## [What you will do]
Can you copy the listing below line for line, without the pictures?

+++ Records to use +++

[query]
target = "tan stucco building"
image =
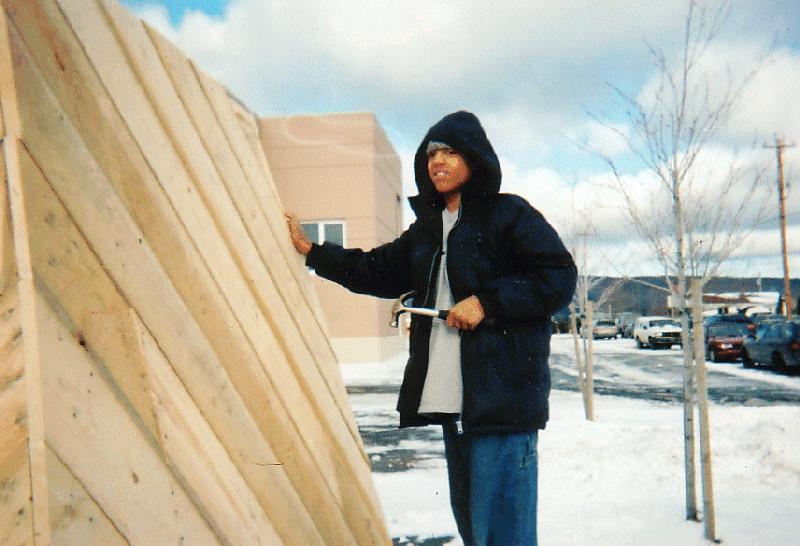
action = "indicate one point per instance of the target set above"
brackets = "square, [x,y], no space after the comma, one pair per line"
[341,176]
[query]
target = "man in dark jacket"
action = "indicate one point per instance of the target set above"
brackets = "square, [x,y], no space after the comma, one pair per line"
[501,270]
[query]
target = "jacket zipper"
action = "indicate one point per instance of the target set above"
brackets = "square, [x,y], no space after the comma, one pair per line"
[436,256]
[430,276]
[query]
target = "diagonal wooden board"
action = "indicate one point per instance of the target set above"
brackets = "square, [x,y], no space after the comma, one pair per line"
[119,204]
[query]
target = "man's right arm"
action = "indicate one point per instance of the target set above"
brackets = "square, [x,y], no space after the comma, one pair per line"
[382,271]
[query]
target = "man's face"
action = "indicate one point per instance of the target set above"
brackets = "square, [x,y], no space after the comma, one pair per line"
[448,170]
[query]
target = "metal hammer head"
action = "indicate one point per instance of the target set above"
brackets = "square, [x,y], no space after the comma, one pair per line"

+++

## [Written response]
[query]
target = "tan stucco building"
image =
action = "indicate one point per instance of the target set above"
brackets = "square, [x,y], no space after the comma, one pair per line"
[341,176]
[query]
target = "man in dark jacket"
action = "indicate one point per instance of the target set above"
brackets = "square, [x,y], no space after the comma, one pair per line"
[501,270]
[query]
target = "jacket zipper"
action = "indicate one point per instance of the target set above"
brackets = "square, [x,y], no space after the comma, one pair per line"
[436,256]
[430,276]
[query]
target = "diagonal wooden board"
action = "indicate one point per instance of the target set above"
brackets = "square, [x,y], no space after the comma, one pair per line"
[119,204]
[query]
target = "man's right arm"
action = "indicate one point per instance of the target set above"
brackets = "square, [x,y], no space after the comma, one pair per line"
[382,271]
[query]
target = "man's face"
action = "indicate one point per instance of the target set above"
brackets = "square, [x,y], no space after the comma, one pair per line"
[448,170]
[query]
target = "metal hammer head"
action = "indicate one point per instance of the target set above"
brackets = "square, [x,y], no space after the comma, one pair per line"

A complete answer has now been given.